Pues bien: éste no es el caso del gobierno incompetente. El objetivo que ostenta es la conservación y, en la medida de lo posible, el acrecentamiento de su poder. Un poder que, en muchos casos, ha de interpretarse en su acepción más burda: la del provecho del ejercicio en los cargos estatales, con sus posibilidades de acumulación económica personal. Eventualmente, desde un punto de vista psicológico, es lo que Hipólito Yrigoyen, cuya austeridad personal era casi monástica, llamaba "el goce sensual del poder". Es un disfrute del privilegio de sentirse obedecido, halagado y consentido, de disponer de muchos servidores obsecuentes y colaboradores acríticos, viajar con honores y otros placeres relativamente más prosaicos.
Sin embargo, nadie reconocerá como propias estas tendencias egoístas. Por el contrario, tratará de exhibir aptitudes y destrezas políticas, conocimientos y experiencias y una idoneidad que sea superior al común de sus competidores en el arduo camino del acceso al gobierno.
Los psicólogos sociales Justin Kruger y David Dunning, de la Universidad de Cornell, en Estados Unidos, han descubierto hace unos años lo que ha dado en llamarse "el efecto Dunning-Kruger": "Las personas con escaso conocimiento tienden sistemáticamente a pensar que saben mucho más de lo que saben y a considerarse más inteligentes que otras personas. No sólo llegan a conclusiones erróneas y toman decisiones desafortunadas sino que su incompetencia les impide darse cuenta de ello".

Filas del conjunto de datos:
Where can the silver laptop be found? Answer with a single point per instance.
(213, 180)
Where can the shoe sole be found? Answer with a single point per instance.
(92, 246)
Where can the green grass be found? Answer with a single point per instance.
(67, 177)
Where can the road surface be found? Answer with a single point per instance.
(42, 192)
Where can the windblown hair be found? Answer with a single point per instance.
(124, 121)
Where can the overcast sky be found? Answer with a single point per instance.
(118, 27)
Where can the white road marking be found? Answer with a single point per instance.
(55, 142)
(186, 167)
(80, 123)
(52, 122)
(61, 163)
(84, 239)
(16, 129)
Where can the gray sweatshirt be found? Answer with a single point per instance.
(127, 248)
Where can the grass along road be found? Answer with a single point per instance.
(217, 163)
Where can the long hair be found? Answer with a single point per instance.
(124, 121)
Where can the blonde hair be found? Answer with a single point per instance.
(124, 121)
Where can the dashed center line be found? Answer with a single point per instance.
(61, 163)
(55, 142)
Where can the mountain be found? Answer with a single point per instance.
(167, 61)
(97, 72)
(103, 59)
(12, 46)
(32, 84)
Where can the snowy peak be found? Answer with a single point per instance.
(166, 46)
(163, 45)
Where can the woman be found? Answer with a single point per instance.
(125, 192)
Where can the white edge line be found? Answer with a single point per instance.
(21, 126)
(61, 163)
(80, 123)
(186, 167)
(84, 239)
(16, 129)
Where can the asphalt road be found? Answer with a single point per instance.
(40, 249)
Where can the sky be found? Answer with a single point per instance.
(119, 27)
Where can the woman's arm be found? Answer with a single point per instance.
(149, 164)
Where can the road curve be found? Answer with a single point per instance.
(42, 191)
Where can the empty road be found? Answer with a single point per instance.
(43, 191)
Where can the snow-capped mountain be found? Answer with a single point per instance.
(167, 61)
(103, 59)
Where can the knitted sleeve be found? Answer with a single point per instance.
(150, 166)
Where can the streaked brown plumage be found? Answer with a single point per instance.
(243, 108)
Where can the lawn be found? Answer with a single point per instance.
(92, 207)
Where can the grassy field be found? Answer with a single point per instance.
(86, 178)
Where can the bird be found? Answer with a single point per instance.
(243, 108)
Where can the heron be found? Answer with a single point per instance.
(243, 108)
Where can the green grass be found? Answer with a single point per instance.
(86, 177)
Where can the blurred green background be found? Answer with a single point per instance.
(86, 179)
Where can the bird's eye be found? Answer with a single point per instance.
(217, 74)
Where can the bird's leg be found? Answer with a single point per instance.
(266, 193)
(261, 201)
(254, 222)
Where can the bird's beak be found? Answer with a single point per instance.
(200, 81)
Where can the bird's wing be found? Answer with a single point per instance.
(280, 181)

*QUÉ HAY QUE HACER*
Sigue escribiendo el texto sobre el gobierno incompetente a partir de su última oración.

*RESULTADO*
Esto se llama, en términos más crudos, "necedad". Y lo peor de esta incompetencia es lo que ya nos alertaba Antonio Machado: "El malvado descansa algunas veces, el necio jamás".
Es posible que la ignorancia engendre más confianza que el conocimiento. Deberíamos admitir que la democracia electoral, que mide estadísticamente las preferencias de la ciudadanía respecto a los candidatos en esta carrera por sumar votos, no nos exime de la ignorancia. Tampoco garantiza la idoneidad del triunfador para el ejercicio de la administración pública. Más bien, en los hechos, ocurre lo contrario. Por lo cual se concluiría que el sistema vigente ofrece una grieta peligrosa: el éxito electoral nada tiene que ver con la competencia de los gobernantes electos. Y paradójicamente que la acción del gobierno, cualesquiera sea éste, no influirá mucho en la vida cotidiana de los argentinos.
Esta decepcionante percepción colectiva puede ser el origen del escepticismo ciudadano. Pues, en el más grave de los casos, la necedad de unos se contagia con el cinismo de otros, en un juego recíproco entre gobernantes y gobernados. La otra consecuencia de estas situaciones lamentables es una cierta rebeldía individual ante el desamparo. Este conlleva la idea de la impotencia de las acciones colectivas en los intentos de participación política.
Schiller, filósofo y poeta de las libertades absolutas, a fines del siglo XVIII dio una expresión romántica a ese desencantado estado de ánimo: "Como no puede uno tener muchas esperanzas de construir y sembrar, ya es algo poder siquiera inundar y derribar". La Argentina ha vivido semejante estado de ánimo y sería un gran progreso que los electores impidieran que los incompetentes pero taimados gobernantes alentaran la imitación de esa historia.
OSVALDO ALVAREZ GUERRERO (*)
Especial para "Río Negro"
(*) Ex gobernador de Río Negro, ex diputado nacional por la UCR.